## INSTRUCTIONS FOR THE TASK:
Please turn the items into a numbered list covering everything from the line containing "object=horse's front leg" down to the very last line, both included, and omit any blank lines.

## DATASET CONTENT:
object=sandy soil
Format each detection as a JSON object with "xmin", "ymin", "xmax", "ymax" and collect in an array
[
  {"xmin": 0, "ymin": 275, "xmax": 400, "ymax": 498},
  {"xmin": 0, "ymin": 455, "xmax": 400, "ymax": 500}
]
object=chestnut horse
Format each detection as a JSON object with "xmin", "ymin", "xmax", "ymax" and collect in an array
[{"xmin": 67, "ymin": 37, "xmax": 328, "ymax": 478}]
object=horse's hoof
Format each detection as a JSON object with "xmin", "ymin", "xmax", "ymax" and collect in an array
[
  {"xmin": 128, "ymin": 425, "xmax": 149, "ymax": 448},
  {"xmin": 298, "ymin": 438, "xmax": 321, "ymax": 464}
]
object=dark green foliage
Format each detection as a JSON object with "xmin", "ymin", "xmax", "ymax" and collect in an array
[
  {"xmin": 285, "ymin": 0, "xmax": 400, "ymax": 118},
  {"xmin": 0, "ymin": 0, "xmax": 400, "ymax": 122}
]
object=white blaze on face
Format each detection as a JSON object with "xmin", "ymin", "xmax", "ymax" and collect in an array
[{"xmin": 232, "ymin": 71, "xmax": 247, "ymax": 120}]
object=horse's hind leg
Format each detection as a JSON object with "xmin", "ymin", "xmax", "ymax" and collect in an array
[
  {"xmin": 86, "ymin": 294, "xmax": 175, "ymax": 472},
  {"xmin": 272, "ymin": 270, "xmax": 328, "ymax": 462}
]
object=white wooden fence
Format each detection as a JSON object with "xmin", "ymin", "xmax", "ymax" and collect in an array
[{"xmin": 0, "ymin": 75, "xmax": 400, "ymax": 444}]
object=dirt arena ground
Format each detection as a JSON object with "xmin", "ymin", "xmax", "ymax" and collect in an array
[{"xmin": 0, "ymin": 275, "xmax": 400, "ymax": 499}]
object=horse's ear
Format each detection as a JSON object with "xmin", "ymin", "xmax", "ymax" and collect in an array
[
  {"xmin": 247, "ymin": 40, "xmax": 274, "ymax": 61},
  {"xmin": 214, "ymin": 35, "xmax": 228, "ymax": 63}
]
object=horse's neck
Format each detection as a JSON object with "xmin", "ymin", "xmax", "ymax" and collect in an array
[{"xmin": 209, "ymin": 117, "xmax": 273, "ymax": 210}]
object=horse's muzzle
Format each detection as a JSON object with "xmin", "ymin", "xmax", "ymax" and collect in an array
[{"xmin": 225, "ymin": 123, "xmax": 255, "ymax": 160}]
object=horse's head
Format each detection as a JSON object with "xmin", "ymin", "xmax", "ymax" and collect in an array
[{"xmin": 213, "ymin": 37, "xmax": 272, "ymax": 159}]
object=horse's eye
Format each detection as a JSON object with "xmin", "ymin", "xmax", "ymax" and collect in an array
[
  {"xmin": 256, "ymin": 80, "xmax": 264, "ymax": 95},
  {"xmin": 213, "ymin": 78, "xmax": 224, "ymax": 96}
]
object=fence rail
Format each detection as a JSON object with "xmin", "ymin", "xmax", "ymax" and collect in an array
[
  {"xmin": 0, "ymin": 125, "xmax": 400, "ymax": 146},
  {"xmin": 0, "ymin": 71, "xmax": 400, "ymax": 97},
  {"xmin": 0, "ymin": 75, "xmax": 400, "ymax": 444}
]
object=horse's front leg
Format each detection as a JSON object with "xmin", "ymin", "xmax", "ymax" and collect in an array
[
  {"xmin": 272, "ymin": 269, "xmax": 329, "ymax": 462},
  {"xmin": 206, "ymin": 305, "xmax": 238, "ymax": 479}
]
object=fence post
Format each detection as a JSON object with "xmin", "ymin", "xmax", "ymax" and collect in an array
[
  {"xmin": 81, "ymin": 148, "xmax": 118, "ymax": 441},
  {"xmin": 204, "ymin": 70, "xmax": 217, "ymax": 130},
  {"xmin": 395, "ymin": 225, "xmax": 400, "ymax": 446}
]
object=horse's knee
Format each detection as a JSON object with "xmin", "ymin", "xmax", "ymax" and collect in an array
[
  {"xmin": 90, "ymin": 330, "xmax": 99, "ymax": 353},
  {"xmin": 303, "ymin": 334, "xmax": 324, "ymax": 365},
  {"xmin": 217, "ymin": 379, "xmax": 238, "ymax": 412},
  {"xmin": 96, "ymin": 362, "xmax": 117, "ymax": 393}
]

## CORRECT RESULT:
1. object=horse's front leg
2. Format each detection as a JSON object with "xmin", "ymin", "xmax", "ymax" and collect in an array
3. [
4.   {"xmin": 272, "ymin": 269, "xmax": 329, "ymax": 462},
5.   {"xmin": 206, "ymin": 305, "xmax": 238, "ymax": 479}
6. ]
7. object=fence post
8. Format each detection as a JSON object with "xmin", "ymin", "xmax", "ymax" and collect in an array
9. [
10.   {"xmin": 81, "ymin": 148, "xmax": 118, "ymax": 441},
11.   {"xmin": 204, "ymin": 70, "xmax": 217, "ymax": 130},
12.   {"xmin": 395, "ymin": 225, "xmax": 400, "ymax": 446}
13. ]
14. object=horse's knee
15. Format each detection as a JSON object with "xmin", "ymin", "xmax", "ymax" and collect in an array
16. [
17.   {"xmin": 90, "ymin": 330, "xmax": 99, "ymax": 353},
18.   {"xmin": 303, "ymin": 334, "xmax": 324, "ymax": 365},
19.   {"xmin": 217, "ymin": 379, "xmax": 238, "ymax": 412},
20.   {"xmin": 96, "ymin": 362, "xmax": 117, "ymax": 393}
21. ]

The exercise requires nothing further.